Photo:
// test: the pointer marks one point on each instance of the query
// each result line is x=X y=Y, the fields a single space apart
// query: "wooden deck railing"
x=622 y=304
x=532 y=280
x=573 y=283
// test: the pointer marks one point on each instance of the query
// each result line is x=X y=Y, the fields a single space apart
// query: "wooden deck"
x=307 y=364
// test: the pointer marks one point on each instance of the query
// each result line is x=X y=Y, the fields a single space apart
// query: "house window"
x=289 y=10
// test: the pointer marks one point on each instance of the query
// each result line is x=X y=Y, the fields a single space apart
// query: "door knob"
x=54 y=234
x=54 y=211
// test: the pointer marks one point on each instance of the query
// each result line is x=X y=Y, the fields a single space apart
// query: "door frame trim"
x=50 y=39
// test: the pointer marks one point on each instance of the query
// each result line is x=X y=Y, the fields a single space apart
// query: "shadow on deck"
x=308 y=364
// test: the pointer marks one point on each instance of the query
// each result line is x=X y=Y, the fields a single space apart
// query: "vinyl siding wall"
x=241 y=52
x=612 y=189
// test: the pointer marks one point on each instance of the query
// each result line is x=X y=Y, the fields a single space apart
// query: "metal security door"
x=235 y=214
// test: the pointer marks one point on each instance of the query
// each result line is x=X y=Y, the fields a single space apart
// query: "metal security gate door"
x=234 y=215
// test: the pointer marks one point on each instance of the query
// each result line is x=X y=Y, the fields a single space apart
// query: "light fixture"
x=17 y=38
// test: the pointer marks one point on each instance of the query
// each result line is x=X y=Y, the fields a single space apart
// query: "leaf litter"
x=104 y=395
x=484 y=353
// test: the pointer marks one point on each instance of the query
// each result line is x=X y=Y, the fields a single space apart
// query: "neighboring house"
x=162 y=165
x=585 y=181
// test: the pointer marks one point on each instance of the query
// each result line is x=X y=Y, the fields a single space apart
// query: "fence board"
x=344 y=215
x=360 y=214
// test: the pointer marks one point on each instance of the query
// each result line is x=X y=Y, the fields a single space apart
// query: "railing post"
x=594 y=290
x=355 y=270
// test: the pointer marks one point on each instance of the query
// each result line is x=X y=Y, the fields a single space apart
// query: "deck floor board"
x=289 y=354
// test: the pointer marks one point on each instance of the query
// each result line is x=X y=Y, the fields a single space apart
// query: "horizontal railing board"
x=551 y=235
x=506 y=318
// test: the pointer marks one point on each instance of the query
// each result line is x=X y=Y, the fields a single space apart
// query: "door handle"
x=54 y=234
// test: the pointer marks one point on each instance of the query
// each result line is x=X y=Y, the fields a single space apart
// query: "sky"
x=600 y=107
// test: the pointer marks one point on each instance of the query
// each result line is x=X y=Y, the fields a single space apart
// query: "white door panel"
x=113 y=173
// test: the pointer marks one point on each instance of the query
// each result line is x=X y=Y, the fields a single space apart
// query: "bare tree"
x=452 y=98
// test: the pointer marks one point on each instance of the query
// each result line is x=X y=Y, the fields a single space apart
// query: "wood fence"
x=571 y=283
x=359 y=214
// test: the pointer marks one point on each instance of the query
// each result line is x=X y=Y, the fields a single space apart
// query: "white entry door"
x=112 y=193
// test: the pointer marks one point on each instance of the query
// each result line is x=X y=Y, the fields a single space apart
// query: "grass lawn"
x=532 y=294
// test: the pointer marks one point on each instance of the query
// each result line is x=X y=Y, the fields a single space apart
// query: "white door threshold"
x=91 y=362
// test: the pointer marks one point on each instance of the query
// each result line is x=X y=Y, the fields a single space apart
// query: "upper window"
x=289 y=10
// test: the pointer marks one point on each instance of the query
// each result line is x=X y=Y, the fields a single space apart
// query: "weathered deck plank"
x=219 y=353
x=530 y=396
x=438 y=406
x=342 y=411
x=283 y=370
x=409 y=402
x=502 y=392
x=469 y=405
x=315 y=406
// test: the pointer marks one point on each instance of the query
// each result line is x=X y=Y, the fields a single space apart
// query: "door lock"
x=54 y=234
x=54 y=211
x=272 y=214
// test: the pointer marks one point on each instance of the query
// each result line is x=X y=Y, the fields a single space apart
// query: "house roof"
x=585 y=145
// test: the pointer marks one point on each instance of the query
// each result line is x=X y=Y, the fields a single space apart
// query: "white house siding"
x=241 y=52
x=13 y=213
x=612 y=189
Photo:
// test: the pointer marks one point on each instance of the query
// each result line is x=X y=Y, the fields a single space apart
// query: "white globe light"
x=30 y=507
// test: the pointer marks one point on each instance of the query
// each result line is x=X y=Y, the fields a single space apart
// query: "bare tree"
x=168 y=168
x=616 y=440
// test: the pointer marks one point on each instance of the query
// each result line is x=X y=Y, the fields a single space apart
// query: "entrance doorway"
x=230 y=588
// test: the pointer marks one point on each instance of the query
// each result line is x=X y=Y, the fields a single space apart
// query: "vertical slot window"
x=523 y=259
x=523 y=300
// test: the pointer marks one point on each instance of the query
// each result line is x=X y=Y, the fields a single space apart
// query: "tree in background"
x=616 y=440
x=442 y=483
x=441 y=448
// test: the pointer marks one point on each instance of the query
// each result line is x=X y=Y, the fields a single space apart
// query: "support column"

----------------

WHAT THE TASK ASKS: Your task is to quote the listing above word for word.

ANSWER TO THIS EXERCISE:
Photo:
// test: the pointer marks one point on each instance of the query
// each result line is x=X y=Y, the fields a single space apart
// query: "wooden deck railing"
x=622 y=304
x=532 y=280
x=573 y=283
// test: the pointer marks one point on each instance of the query
// each result line is x=X y=Y, the fields a single space apart
// query: "wooden deck"
x=307 y=364
// test: the pointer marks one point on each instance of the query
// each result line is x=X y=Y, the fields a single space apart
// query: "house window"
x=289 y=10
// test: the pointer marks one point on each instance of the query
// each result line is x=X y=Y, the fields a single space apart
// query: "door knob"
x=54 y=234
x=54 y=211
// test: the pointer marks one point on each instance of the query
// each result line is x=X y=Y, the fields a single space apart
// query: "door frame trim"
x=50 y=39
// test: the pointer marks one point on each instance of the query
// each result line is x=X y=Y, the fields a single space apart
// query: "shadow on deck"
x=308 y=364
// test: the pointer marks one point on each instance of the query
// each result line is x=X y=Y, the fields a single space apart
// query: "vinyl siding wall"
x=241 y=52
x=612 y=189
// test: the pointer marks one point on each instance of the query
// each result line is x=X y=Y, the fields a single space apart
// query: "metal security door"
x=235 y=214
// test: the pointer marks one point on each instance of the query
// each result line is x=X y=Y, the fields a single space apart
// query: "metal security gate door"
x=234 y=215
// test: the pointer marks one point on each instance of the query
// each result line is x=X y=Y, the fields a single space apart
// query: "light fixture"
x=17 y=38
// test: the pointer marks one point on each instance of the query
// each result line is x=X y=Y, the fields a single space apart
// query: "leaf litter"
x=104 y=395
x=484 y=353
// test: the pointer marks one point on each instance of the query
// each result line is x=X y=Y, the fields a single space apart
// query: "neighboring house"
x=162 y=165
x=585 y=181
// test: the pointer marks one point on each instance of the query
// each result line is x=X y=Y, the fields a single space apart
// query: "fence board"
x=344 y=215
x=360 y=214
// test: the pointer marks one point on each instance of the query
// each result line is x=X y=Y, the fields a single space apart
// query: "railing post"
x=594 y=290
x=355 y=270
// test: the pointer marks one point on each instance of the query
// each result line is x=X y=Y, the fields a single space apart
// query: "deck floor board"
x=289 y=354
// test: the pointer marks one point on each instance of the query
// each result line is x=X y=Y, the fields a single space apart
// query: "horizontal railing board"
x=551 y=235
x=506 y=318
// test: the pointer marks one point on each instance of the query
// each result line is x=X y=Y, the fields a single space apart
// query: "door handle"
x=54 y=234
// test: the pointer marks one point on each instance of the query
// each result line is x=X y=Y, the fields a single space apart
// query: "sky"
x=600 y=107
// test: the pointer marks one point on each instance of the query
// each result line is x=X y=Y, the fields a single space apart
// query: "white door panel"
x=113 y=173
// test: the pointer marks one point on each instance of the query
// each result line is x=X y=Y, the fields a single space apart
// query: "bare tree"
x=452 y=98
// test: the pointer marks one point on each instance of the query
// each result line is x=X y=Y, the fields a single space apart
// query: "wood fence"
x=571 y=283
x=359 y=214
// test: the pointer marks one point on each instance of the query
// each result line is x=X y=Y, the fields a single space apart
// query: "white entry door"
x=112 y=193
// test: the pointer marks one point on each instance of the query
// each result line is x=X y=Y, the fields a single space apart
// query: "grass lawn"
x=532 y=294
// test: the pointer marks one point on each instance of the query
// each result line is x=X y=Y, the fields a single space apart
// query: "white door threshold"
x=91 y=362
// test: the pointer marks one point on each instance of the query
// each result line is x=X y=Y, the fields a single space apart
// query: "upper window"
x=289 y=10
// test: the pointer marks one point on each instance of the query
// each result line is x=X y=Y, the fields a single space apart
// query: "weathered deck plank"
x=219 y=353
x=530 y=396
x=438 y=406
x=342 y=411
x=283 y=370
x=409 y=402
x=502 y=392
x=469 y=405
x=315 y=406
// test: the pointer marks one point on each instance of the query
// each result line is x=X y=Y, the fields a single space apart
// query: "door lock"
x=54 y=234
x=54 y=211
x=272 y=214
// test: the pointer marks one point on each instance of the query
// each result line is x=X y=Y, the fields a single space apart
// query: "house roof"
x=585 y=145
// test: the pointer marks one point on each instance of the query
// each result line is x=X y=Y, the fields a single space apart
// query: "white house siding"
x=241 y=52
x=13 y=213
x=612 y=189
Photo:
// test: the pointer marks one point on each instance of the query
// each result line is x=X y=Y, the fields a single space apart
// query: "white globe light"
x=30 y=507
// test: the pointer marks one point on each instance of the query
// each result line is x=X y=Y, the fields a single space apart
// query: "bare tree"
x=168 y=168
x=616 y=440
// test: the pointer marks one point on each instance of the query
// each result line is x=X y=Y, the fields a single space apart
// query: "entrance doorway"
x=230 y=588
// test: the pointer marks one point on each instance of the query
// each result line is x=X y=Y, the fields a single space apart
// query: "vertical slot window"
x=523 y=259
x=523 y=300
// test: the pointer marks one point on each instance of the query
// each result line is x=X y=Y, the fields a single space apart
// query: "tree in background"
x=616 y=440
x=442 y=483
x=441 y=448
// test: the pointer marks one point on each instance of the query
// each result line is x=X y=Y, the fields a single space apart
// query: "support column"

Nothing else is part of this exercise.